## What is required
Return the rows below verbatim, every line unchanged.
##############################
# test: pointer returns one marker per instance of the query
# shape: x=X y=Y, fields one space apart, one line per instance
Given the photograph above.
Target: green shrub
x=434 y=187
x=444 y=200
##############################
## Reply
# test: pointer returns one marker per instance of the query
# shape: x=X y=Y, fields one space apart, one line per instance
Given the photograph above.
Target: green shrub
x=434 y=187
x=444 y=200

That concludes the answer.